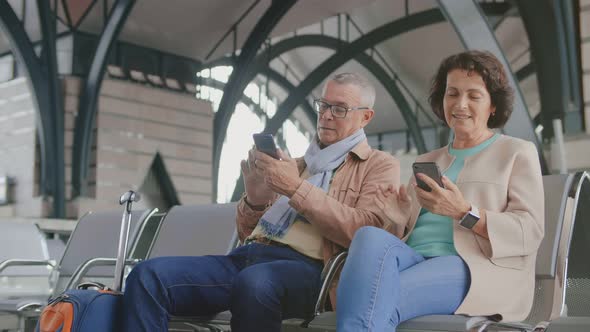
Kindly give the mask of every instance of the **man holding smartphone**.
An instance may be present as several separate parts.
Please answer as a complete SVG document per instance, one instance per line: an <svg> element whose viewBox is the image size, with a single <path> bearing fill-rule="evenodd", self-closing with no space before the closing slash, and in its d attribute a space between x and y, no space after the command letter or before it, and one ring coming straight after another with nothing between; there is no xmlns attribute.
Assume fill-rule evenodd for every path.
<svg viewBox="0 0 590 332"><path fill-rule="evenodd" d="M308 317L324 262L360 227L385 226L378 187L399 185L398 161L371 149L363 130L374 101L364 77L335 75L314 102L317 135L304 157L249 151L236 221L244 245L226 256L139 264L128 278L125 330L167 331L170 315L228 309L238 332L280 331L283 319Z"/></svg>

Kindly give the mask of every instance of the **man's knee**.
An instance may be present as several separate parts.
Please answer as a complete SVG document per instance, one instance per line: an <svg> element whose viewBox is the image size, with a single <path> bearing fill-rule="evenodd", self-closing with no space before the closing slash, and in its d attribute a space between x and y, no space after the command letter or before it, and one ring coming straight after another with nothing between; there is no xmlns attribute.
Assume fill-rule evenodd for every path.
<svg viewBox="0 0 590 332"><path fill-rule="evenodd" d="M158 258L137 264L127 276L126 289L141 286L142 289L150 290L151 285L159 281L160 265Z"/></svg>
<svg viewBox="0 0 590 332"><path fill-rule="evenodd" d="M258 306L280 311L280 289L267 269L246 269L232 286L232 305Z"/></svg>

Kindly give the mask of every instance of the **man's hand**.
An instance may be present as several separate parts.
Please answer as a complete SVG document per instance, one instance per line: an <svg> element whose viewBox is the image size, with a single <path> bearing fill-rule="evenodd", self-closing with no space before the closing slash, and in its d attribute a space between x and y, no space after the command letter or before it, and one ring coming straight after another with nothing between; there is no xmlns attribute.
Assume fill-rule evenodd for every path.
<svg viewBox="0 0 590 332"><path fill-rule="evenodd" d="M256 172L264 178L264 183L272 191L291 198L303 180L299 177L295 159L291 159L281 150L277 152L281 160L256 151Z"/></svg>
<svg viewBox="0 0 590 332"><path fill-rule="evenodd" d="M428 175L416 174L430 188L431 192L421 189L415 185L418 202L423 208L434 214L451 217L454 220L460 220L471 210L471 204L465 201L459 188L446 176L442 177L444 188L441 188L436 181Z"/></svg>
<svg viewBox="0 0 590 332"><path fill-rule="evenodd" d="M375 203L393 223L405 224L410 219L412 199L403 184L399 190L395 190L391 184L379 186Z"/></svg>
<svg viewBox="0 0 590 332"><path fill-rule="evenodd" d="M244 189L248 203L251 205L265 205L274 199L275 193L264 183L264 178L257 174L255 168L256 148L248 151L248 160L242 160L242 175L244 177Z"/></svg>

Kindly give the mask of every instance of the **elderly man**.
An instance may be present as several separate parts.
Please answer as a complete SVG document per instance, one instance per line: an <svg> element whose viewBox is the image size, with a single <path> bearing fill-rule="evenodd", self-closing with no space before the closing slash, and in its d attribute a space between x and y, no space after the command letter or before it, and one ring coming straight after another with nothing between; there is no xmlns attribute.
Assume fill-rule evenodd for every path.
<svg viewBox="0 0 590 332"><path fill-rule="evenodd" d="M376 190L399 185L398 162L365 137L374 101L365 78L336 75L315 101L317 136L303 158L251 150L241 165L246 194L237 217L244 245L226 256L139 264L127 279L124 330L167 331L170 315L229 309L234 332L280 331L283 319L310 314L323 263L358 228L385 226Z"/></svg>

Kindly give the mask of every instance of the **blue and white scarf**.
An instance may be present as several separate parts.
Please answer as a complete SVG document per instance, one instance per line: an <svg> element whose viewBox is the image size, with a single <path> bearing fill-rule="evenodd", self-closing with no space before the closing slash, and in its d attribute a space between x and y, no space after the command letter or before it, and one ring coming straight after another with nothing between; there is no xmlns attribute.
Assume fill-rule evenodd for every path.
<svg viewBox="0 0 590 332"><path fill-rule="evenodd" d="M303 157L307 164L307 171L310 174L307 181L327 192L333 170L340 166L346 155L365 139L366 136L363 128L323 149L320 148L317 142L318 140L314 139ZM287 229L295 221L297 214L297 211L289 206L289 198L281 195L260 218L260 225L267 236L271 238L282 238L285 236Z"/></svg>

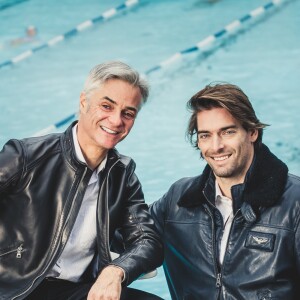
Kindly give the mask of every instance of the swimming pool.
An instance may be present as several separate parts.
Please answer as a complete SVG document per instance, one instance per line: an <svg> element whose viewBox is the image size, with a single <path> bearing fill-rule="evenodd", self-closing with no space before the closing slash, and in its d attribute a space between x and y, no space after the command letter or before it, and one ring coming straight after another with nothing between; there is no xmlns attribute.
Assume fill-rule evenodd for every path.
<svg viewBox="0 0 300 300"><path fill-rule="evenodd" d="M43 43L122 3L29 0L0 11L1 42L22 35L27 25L34 24ZM9 138L32 135L75 112L83 81L93 65L121 59L145 72L267 3L141 1L124 14L0 69L0 145ZM214 51L187 54L148 76L152 87L149 103L118 147L137 162L148 203L162 196L176 179L202 170L204 162L184 138L185 104L211 81L237 84L248 94L261 121L271 124L264 141L292 173L300 175L299 9L300 1L288 1ZM0 62L30 47L5 48L0 51ZM133 286L170 299L161 268L157 277Z"/></svg>

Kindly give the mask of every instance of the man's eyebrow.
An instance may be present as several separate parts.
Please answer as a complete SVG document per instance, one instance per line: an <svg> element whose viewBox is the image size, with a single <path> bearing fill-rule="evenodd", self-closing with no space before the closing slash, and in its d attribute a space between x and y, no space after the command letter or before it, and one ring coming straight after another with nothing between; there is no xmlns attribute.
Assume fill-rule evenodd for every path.
<svg viewBox="0 0 300 300"><path fill-rule="evenodd" d="M228 130L228 129L236 129L237 126L236 125L229 125L229 126L225 126L220 128L218 131L224 131L224 130ZM197 133L208 133L209 130L198 130Z"/></svg>
<svg viewBox="0 0 300 300"><path fill-rule="evenodd" d="M197 133L208 133L208 130L198 130Z"/></svg>
<svg viewBox="0 0 300 300"><path fill-rule="evenodd" d="M111 102L111 103L113 103L113 104L117 104L116 101L114 101L113 99L111 99L111 98L109 98L109 97L107 97L107 96L104 96L103 99L108 100L109 102Z"/></svg>
<svg viewBox="0 0 300 300"><path fill-rule="evenodd" d="M229 125L229 126L222 127L220 130L224 131L224 130L227 130L227 129L236 129L236 128L237 128L236 125Z"/></svg>
<svg viewBox="0 0 300 300"><path fill-rule="evenodd" d="M104 96L103 99L105 99L105 100L111 102L112 104L115 104L115 105L118 104L115 100L109 98L108 96ZM127 106L126 109L132 110L132 111L134 111L134 112L137 112L137 111L138 111L138 109L137 109L136 107L133 107L133 106Z"/></svg>

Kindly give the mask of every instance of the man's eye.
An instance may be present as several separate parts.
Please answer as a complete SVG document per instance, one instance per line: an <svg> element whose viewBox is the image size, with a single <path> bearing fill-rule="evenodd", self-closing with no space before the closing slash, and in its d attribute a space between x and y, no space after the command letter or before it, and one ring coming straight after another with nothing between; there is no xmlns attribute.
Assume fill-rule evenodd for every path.
<svg viewBox="0 0 300 300"><path fill-rule="evenodd" d="M199 138L200 140L205 140L205 139L208 138L208 134L206 134L206 133L198 134L198 138Z"/></svg>
<svg viewBox="0 0 300 300"><path fill-rule="evenodd" d="M105 110L109 110L110 109L110 105L108 104L102 104L101 107Z"/></svg>
<svg viewBox="0 0 300 300"><path fill-rule="evenodd" d="M124 112L123 116L128 120L133 120L135 118L135 114L132 112Z"/></svg>
<svg viewBox="0 0 300 300"><path fill-rule="evenodd" d="M224 135L232 135L232 134L235 134L236 131L235 130L232 130L232 129L229 129L229 130L225 130L223 132Z"/></svg>

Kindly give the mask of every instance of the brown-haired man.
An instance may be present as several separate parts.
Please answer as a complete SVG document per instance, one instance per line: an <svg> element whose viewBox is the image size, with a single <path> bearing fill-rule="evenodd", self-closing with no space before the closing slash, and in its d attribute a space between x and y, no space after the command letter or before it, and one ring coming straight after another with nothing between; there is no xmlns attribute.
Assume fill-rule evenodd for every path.
<svg viewBox="0 0 300 300"><path fill-rule="evenodd" d="M207 165L151 206L172 299L298 299L299 177L262 143L239 87L208 85L188 108Z"/></svg>

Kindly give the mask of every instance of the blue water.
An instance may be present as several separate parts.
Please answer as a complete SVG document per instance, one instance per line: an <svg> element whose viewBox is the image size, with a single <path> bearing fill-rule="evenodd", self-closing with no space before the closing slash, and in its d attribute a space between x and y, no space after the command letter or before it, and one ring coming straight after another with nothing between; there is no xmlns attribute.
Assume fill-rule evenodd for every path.
<svg viewBox="0 0 300 300"><path fill-rule="evenodd" d="M63 119L78 108L83 81L92 66L121 59L140 72L195 45L269 1L142 1L125 14L0 69L0 146ZM0 11L0 62L30 49L9 48L7 41L38 27L43 43L79 23L123 3L117 0L29 0ZM152 73L149 103L131 134L118 149L137 162L146 201L152 203L183 176L199 174L204 162L185 140L189 117L185 104L205 84L228 81L252 100L262 122L271 124L264 141L300 175L300 1L289 1L259 22L247 26L215 51L185 56ZM132 286L170 299L163 270Z"/></svg>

☆ ☆ ☆ ☆ ☆

## PROBLEM TO SOLVE:
Out of the records above, pull the lines that include the word "blue".

## ANSWER TO THIS EXERCISE:
Kindly give the mask of every instance of the **blue and white scarf**.
Kindly give the mask of every instance of the blue water.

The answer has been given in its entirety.